» Task objective
Leave the pictures out, and retype all of the material exactly as written.

» Supplied data
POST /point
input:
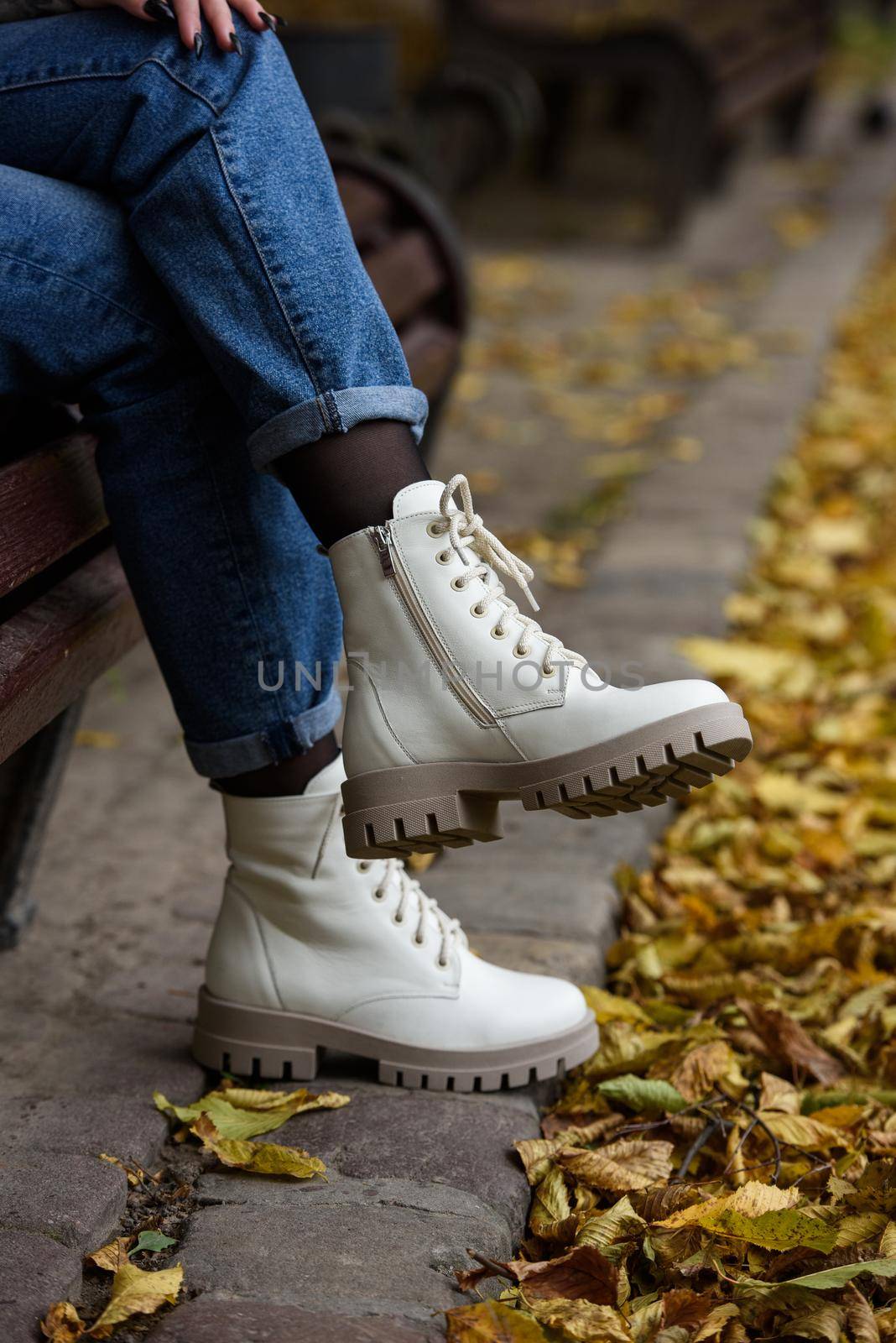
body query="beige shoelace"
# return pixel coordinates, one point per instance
(467, 532)
(414, 900)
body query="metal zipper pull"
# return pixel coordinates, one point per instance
(383, 543)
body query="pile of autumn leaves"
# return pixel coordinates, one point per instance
(224, 1121)
(725, 1168)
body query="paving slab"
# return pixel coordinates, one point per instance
(211, 1320)
(121, 1123)
(35, 1271)
(373, 1260)
(421, 1137)
(76, 1201)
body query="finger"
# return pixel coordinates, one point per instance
(190, 24)
(159, 10)
(253, 13)
(221, 20)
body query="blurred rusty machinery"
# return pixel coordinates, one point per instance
(688, 74)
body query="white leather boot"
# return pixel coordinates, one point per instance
(313, 951)
(459, 700)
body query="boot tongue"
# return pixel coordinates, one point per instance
(421, 497)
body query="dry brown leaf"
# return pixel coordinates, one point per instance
(62, 1323)
(491, 1322)
(137, 1293)
(258, 1158)
(785, 1038)
(627, 1165)
(581, 1322)
(112, 1256)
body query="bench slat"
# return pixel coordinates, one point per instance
(367, 206)
(60, 644)
(49, 503)
(405, 272)
(432, 351)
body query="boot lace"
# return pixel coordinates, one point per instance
(467, 534)
(414, 903)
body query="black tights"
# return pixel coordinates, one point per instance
(342, 483)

» Solution to this exercise
POST /point
input:
body query="beige shoelace"
# return pixel coordinates, one point per instance
(467, 532)
(414, 900)
body query="metal zipper pull"
# return pixel coordinates, one point per instance
(383, 543)
body query="pile of autumn leaves"
# return pixel coordinates, one point per instance
(224, 1121)
(725, 1168)
body query="paving slab"
# return pixel coordinates, one point per instance
(211, 1320)
(121, 1123)
(35, 1271)
(373, 1260)
(421, 1137)
(76, 1201)
body query="finger"
# return pixel coordinates, one point per instance
(190, 24)
(159, 10)
(253, 13)
(221, 20)
body query="blurred rusty machinery"
# return pixel coordinates, one point per instance
(688, 74)
body query="white leather boot"
# return pixel coordinates, one point per instance
(313, 951)
(459, 700)
body query="boot tongue"
# return pixel coordinates, one point per instance
(421, 497)
body query="dry brown leaf"
# return pixel coordinates, one point per instance
(62, 1323)
(491, 1322)
(137, 1293)
(258, 1158)
(785, 1038)
(627, 1165)
(581, 1322)
(112, 1256)
body query="bench slat"
# return pixel coordinates, one point per instance
(367, 206)
(60, 644)
(49, 503)
(405, 272)
(432, 351)
body query="boot lace"
# return pixel coordinates, one point per instance
(467, 534)
(414, 903)
body query="black tights"
# return pixel coordinates, one point per instance
(342, 483)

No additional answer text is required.